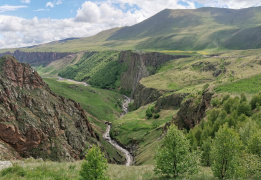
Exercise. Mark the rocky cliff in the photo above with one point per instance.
(37, 58)
(171, 101)
(36, 122)
(140, 65)
(193, 110)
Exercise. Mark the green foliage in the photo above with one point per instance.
(15, 170)
(251, 166)
(243, 97)
(225, 153)
(247, 130)
(213, 115)
(149, 112)
(101, 69)
(156, 116)
(244, 108)
(205, 156)
(254, 143)
(94, 165)
(215, 102)
(231, 104)
(255, 101)
(192, 140)
(102, 104)
(249, 85)
(226, 97)
(174, 158)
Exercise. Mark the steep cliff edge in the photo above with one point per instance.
(193, 110)
(36, 58)
(36, 122)
(140, 65)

*Task requirements:* Give the lines of the data above as a JSON list of strings, starting with the line containing "Exercise. Mark the green" and going on through the final line of the data, one string per line, with blank lines omitted.

*Correct output:*
[
  "Exercise. Mark the green foliage in the photo above with one point per instance.",
  "(15, 170)",
  "(251, 166)",
  "(243, 97)",
  "(225, 153)",
  "(247, 130)",
  "(213, 115)",
  "(149, 112)",
  "(101, 69)",
  "(156, 116)",
  "(244, 108)",
  "(205, 156)",
  "(254, 143)",
  "(94, 165)",
  "(215, 102)",
  "(231, 104)",
  "(255, 101)",
  "(192, 140)",
  "(102, 104)",
  "(249, 85)",
  "(226, 97)",
  "(174, 158)",
  "Exercise. Mark the steep cliff edge in the photo above with one point per instance.",
  "(193, 110)",
  "(36, 58)",
  "(36, 122)",
  "(140, 65)"
]